• _Task to carry out_: Across all the entries below, how many lines contain the string "beach"? The number by itself is the answer.

[Stored data entries]
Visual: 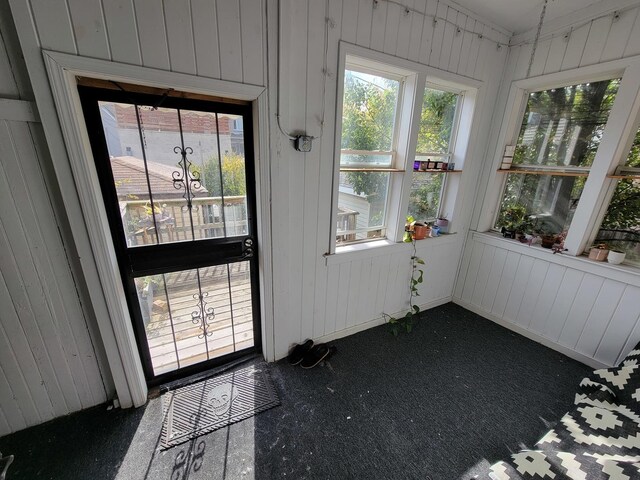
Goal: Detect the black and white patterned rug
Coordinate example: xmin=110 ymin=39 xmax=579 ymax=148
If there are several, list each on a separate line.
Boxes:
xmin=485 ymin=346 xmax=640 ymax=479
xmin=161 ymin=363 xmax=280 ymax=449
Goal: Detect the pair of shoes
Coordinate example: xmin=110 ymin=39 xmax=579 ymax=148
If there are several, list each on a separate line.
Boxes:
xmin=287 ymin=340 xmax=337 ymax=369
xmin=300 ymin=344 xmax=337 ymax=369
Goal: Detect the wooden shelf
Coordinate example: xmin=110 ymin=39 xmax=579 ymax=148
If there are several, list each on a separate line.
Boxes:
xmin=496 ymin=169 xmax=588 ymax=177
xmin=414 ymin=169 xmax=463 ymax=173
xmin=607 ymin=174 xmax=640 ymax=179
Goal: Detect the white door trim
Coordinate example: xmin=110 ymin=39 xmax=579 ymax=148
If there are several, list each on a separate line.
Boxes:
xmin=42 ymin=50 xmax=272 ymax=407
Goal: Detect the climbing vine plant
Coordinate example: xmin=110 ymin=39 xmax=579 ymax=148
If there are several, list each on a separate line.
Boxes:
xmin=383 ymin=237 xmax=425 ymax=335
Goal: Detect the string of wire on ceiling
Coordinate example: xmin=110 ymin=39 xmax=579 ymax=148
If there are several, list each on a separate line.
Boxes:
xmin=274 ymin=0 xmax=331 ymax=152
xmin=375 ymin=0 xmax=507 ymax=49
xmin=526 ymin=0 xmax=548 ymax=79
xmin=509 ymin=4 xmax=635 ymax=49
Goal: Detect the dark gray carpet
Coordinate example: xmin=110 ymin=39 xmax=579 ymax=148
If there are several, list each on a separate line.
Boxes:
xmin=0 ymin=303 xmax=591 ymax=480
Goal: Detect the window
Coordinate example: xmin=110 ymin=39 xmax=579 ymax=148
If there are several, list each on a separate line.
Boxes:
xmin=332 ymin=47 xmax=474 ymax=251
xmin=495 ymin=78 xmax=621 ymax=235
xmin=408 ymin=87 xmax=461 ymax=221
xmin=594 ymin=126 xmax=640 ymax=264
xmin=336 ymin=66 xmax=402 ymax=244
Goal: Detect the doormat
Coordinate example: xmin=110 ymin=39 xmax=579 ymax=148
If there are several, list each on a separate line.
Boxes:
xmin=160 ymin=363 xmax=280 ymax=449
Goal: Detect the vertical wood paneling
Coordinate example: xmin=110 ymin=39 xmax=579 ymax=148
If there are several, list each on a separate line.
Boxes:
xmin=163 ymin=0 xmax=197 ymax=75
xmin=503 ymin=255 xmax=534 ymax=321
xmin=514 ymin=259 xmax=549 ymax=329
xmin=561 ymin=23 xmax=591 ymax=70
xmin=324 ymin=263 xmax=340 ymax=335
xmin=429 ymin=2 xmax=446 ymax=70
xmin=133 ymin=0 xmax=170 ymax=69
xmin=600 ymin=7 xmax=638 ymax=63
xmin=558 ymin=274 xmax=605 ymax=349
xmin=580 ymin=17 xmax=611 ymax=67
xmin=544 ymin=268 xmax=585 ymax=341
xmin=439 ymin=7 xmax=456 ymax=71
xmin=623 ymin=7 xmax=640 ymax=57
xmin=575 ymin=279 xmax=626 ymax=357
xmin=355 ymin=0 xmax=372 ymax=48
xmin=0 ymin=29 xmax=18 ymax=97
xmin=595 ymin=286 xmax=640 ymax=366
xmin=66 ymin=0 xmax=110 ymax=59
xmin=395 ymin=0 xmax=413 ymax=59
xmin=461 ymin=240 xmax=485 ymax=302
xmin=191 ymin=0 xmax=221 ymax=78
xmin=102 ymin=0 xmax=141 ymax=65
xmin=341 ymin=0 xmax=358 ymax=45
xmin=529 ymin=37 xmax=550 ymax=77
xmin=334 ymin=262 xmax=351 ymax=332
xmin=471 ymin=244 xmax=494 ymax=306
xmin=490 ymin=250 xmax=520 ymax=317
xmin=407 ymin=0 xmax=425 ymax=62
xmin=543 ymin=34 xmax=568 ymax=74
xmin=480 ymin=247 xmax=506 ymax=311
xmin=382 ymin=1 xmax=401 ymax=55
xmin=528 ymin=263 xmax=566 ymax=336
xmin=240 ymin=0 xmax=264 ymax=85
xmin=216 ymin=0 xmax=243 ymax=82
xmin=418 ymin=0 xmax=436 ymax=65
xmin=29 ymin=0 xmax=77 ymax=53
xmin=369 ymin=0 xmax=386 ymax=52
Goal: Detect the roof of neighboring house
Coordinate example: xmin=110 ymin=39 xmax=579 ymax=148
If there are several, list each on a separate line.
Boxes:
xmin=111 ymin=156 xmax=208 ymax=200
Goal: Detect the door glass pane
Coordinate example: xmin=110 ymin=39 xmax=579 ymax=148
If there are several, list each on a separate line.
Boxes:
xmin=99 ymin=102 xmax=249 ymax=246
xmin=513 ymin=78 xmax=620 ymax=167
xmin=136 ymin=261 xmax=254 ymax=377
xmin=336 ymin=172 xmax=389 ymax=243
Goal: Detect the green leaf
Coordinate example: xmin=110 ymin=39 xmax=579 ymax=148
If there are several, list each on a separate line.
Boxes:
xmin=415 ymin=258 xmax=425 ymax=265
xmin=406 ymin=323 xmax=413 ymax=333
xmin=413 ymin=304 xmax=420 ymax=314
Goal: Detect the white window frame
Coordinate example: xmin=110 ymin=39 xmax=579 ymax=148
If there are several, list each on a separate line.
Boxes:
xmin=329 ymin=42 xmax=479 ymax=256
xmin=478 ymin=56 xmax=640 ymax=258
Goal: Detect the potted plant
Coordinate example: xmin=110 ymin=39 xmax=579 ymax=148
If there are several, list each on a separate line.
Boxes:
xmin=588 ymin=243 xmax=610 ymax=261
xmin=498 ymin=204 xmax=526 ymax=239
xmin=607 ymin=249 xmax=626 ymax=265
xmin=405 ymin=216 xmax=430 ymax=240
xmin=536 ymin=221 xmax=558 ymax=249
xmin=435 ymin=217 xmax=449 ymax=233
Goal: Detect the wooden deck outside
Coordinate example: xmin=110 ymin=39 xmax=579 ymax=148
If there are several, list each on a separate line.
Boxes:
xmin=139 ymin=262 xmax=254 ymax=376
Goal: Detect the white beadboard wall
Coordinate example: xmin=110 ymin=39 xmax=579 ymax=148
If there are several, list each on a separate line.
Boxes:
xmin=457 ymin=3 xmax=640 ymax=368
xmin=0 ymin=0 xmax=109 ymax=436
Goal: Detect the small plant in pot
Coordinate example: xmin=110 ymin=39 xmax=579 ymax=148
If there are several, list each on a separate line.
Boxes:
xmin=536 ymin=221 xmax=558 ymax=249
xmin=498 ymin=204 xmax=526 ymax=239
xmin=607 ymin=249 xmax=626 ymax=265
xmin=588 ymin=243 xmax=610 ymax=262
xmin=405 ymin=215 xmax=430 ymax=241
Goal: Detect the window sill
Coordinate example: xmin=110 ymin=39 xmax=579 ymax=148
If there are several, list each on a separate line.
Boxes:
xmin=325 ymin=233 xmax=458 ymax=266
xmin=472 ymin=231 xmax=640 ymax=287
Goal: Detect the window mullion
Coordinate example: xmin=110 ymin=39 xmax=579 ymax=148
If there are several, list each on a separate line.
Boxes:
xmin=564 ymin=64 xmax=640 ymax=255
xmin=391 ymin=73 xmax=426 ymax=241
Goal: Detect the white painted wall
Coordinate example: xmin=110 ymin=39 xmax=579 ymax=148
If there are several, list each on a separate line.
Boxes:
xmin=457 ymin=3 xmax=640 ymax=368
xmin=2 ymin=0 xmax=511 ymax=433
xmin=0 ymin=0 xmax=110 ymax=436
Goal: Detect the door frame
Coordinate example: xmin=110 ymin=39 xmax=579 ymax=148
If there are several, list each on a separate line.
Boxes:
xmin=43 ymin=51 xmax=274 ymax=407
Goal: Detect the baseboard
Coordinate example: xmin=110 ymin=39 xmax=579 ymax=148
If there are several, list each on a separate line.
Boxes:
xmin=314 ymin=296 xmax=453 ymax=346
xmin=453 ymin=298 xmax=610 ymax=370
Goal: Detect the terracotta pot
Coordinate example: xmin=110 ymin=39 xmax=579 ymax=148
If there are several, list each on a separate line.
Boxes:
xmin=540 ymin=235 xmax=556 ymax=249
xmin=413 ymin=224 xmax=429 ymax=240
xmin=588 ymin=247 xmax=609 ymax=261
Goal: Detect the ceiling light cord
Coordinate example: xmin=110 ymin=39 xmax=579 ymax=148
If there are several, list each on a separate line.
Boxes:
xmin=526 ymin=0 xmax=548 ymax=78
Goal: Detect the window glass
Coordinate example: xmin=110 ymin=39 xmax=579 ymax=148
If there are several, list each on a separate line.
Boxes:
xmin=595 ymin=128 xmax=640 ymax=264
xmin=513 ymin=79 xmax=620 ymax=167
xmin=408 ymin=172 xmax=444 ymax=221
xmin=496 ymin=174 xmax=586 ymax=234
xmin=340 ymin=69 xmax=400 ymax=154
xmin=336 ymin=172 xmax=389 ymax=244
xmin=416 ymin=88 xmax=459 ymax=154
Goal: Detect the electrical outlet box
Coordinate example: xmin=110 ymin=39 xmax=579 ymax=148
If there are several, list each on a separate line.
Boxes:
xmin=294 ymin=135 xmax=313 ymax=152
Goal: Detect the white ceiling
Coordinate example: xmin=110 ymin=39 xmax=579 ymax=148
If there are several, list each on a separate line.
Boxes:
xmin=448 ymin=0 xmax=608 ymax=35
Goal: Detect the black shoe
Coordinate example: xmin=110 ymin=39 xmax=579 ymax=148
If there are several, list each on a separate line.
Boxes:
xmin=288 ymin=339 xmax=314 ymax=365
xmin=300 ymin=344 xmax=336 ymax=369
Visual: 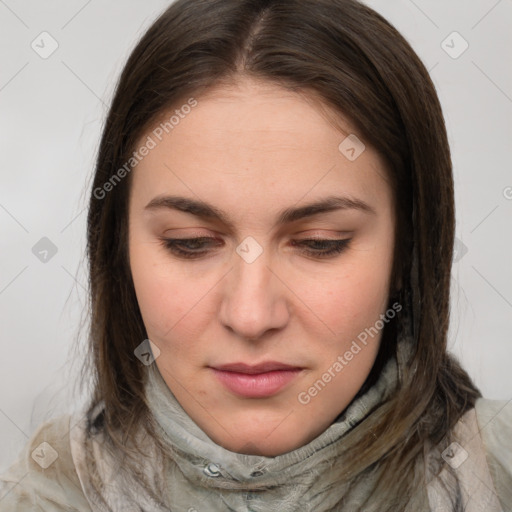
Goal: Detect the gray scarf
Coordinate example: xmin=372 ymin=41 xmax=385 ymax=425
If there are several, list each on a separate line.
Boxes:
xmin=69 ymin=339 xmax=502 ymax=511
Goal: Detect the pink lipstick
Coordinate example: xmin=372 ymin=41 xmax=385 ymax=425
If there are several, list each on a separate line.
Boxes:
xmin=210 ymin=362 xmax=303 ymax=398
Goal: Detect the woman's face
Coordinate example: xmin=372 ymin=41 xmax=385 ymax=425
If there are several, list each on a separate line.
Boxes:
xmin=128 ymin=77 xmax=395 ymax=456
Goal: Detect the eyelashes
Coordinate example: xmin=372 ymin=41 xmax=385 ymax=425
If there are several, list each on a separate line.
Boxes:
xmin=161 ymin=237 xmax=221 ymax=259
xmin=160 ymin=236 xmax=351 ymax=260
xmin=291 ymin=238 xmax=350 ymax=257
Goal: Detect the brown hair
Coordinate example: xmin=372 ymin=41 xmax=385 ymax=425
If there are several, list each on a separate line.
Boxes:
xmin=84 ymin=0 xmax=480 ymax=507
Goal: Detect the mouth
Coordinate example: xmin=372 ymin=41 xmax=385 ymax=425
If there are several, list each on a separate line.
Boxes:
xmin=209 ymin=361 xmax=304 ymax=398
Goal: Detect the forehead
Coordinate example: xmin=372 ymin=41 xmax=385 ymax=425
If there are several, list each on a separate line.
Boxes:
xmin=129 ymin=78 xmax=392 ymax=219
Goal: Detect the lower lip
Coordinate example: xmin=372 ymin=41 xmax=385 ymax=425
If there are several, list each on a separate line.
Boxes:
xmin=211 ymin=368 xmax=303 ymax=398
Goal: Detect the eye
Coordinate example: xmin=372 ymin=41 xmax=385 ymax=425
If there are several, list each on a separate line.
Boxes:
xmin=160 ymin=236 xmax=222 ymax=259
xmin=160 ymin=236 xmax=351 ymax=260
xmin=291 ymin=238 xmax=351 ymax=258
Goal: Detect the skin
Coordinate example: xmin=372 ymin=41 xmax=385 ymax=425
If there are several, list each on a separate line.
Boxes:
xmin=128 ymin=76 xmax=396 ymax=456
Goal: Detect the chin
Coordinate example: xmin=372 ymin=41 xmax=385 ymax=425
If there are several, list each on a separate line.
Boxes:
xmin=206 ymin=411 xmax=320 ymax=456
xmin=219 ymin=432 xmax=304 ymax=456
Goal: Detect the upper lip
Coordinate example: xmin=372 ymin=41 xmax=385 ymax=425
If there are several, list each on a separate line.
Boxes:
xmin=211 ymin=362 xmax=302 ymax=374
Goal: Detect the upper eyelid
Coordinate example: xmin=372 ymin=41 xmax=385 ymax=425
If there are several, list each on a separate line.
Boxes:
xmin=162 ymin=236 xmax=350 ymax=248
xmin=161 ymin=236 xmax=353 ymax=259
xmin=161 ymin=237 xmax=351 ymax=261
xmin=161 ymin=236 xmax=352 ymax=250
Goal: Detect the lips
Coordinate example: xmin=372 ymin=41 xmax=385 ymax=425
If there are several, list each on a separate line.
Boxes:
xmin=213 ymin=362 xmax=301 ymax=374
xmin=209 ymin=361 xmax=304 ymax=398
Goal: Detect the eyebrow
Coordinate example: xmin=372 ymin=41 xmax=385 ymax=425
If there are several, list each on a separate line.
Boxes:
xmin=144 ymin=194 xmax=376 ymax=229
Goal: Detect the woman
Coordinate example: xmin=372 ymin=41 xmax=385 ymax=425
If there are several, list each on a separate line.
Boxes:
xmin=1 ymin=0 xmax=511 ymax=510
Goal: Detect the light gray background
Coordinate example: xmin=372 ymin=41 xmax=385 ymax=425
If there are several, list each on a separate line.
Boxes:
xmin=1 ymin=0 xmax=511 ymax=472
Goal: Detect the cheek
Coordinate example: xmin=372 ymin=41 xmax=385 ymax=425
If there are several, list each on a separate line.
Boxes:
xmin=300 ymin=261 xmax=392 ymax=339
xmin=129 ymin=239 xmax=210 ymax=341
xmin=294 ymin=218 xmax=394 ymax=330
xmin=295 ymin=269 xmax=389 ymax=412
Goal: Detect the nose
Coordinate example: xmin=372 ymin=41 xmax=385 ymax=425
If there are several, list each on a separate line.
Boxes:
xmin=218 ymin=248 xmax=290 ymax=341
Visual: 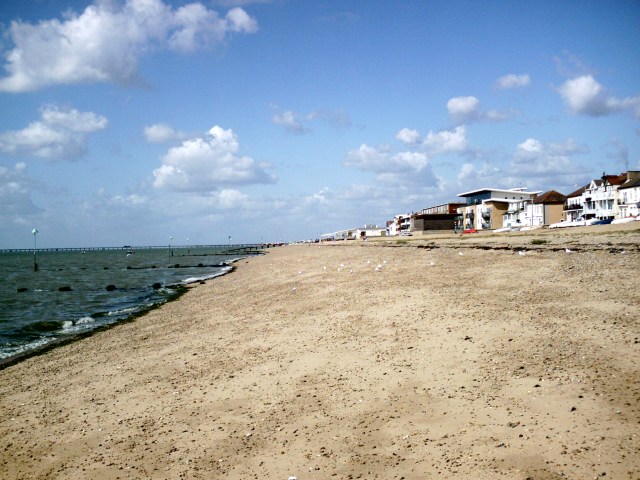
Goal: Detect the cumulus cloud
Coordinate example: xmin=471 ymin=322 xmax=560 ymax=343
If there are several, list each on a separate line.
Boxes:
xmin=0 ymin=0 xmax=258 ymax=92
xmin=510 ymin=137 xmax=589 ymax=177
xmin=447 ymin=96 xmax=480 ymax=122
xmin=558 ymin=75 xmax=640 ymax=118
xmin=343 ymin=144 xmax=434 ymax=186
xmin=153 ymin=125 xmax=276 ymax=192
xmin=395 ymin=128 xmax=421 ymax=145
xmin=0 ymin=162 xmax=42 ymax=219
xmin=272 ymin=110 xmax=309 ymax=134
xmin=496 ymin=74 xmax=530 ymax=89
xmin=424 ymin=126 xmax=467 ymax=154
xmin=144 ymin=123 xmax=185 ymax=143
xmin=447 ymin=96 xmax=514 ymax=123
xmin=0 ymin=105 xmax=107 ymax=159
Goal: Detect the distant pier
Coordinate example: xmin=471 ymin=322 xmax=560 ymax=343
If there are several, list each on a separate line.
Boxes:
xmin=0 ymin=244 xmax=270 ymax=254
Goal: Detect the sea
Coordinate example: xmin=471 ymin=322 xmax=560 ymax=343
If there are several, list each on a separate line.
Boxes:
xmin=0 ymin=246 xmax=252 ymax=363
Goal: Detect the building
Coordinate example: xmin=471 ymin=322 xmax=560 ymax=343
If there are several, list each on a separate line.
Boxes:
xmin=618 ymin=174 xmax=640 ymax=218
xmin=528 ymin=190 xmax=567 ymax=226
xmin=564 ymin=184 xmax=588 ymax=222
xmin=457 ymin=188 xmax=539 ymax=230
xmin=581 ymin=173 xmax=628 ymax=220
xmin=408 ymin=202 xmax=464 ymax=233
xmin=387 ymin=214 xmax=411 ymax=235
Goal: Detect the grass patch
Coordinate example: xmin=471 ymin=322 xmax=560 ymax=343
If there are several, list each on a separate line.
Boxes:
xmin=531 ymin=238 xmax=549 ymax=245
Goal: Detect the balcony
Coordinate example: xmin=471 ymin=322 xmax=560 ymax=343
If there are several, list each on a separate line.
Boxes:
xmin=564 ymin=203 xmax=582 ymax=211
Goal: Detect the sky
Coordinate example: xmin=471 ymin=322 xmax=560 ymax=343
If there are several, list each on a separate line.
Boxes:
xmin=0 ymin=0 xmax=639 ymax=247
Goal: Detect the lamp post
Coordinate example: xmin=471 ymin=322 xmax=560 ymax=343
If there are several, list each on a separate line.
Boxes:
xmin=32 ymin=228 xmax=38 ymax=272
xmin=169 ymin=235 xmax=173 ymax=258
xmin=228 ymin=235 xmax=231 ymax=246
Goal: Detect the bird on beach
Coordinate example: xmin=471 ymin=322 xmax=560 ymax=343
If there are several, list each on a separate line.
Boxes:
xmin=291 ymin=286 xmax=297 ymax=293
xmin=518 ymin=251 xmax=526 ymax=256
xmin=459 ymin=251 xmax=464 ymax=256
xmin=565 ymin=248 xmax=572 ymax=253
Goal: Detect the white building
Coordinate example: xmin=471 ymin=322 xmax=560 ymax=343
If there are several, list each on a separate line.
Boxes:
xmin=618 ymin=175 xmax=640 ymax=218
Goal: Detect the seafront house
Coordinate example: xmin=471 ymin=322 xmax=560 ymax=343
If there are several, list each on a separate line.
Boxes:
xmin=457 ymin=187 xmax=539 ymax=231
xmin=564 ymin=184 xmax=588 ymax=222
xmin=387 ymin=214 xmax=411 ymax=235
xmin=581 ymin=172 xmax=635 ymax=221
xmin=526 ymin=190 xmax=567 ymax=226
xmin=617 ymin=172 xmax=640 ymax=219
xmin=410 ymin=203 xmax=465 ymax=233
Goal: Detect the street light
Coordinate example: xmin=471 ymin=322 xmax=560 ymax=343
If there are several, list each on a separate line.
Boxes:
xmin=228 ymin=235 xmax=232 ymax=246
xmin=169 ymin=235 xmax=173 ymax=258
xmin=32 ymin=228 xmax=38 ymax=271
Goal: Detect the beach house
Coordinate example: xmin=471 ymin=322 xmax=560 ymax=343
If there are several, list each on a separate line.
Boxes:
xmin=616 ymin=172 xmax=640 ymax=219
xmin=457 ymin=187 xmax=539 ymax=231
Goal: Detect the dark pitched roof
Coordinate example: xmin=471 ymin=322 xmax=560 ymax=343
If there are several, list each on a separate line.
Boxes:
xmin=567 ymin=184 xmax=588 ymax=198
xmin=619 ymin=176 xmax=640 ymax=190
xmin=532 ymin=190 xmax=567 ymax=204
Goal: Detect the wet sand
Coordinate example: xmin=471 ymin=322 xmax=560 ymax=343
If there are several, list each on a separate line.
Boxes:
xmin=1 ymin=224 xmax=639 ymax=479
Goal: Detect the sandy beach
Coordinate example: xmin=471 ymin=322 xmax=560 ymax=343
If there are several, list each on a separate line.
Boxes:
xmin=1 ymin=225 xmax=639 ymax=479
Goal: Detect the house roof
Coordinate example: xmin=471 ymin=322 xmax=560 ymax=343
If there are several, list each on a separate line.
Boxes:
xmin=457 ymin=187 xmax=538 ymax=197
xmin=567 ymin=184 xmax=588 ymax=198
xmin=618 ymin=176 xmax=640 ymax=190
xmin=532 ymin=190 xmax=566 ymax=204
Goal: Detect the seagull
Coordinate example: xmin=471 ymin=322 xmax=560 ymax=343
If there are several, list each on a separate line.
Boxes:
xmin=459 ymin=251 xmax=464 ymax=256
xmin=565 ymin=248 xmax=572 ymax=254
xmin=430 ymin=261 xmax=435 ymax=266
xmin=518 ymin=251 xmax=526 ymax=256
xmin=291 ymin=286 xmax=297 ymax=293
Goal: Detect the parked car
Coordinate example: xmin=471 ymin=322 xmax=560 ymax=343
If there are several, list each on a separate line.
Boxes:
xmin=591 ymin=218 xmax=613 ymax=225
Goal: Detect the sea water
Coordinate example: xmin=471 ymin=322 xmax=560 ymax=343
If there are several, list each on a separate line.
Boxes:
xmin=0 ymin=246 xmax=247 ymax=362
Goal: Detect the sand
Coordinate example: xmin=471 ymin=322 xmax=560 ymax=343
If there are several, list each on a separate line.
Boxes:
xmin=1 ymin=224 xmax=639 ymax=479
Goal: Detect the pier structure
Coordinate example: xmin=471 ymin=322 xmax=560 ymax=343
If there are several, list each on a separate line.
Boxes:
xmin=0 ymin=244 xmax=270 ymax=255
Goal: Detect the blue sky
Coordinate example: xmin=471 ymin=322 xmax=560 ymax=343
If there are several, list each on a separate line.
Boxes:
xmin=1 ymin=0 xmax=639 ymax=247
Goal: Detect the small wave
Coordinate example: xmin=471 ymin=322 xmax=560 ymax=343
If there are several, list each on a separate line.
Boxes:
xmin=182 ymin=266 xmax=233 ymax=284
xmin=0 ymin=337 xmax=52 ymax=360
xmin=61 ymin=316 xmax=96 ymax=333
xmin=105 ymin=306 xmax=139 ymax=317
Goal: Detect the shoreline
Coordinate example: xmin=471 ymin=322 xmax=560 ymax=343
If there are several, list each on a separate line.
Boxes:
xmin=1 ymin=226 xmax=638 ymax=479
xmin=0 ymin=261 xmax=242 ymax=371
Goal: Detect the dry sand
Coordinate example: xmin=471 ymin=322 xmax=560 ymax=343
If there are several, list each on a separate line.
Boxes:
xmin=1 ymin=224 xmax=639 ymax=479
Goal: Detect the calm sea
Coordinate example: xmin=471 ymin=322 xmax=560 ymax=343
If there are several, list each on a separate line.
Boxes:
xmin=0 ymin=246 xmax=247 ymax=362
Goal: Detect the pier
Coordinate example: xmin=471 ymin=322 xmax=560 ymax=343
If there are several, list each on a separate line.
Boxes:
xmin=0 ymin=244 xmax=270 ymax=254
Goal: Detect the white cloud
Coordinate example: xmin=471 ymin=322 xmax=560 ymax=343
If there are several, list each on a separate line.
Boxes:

• _Task result_: 3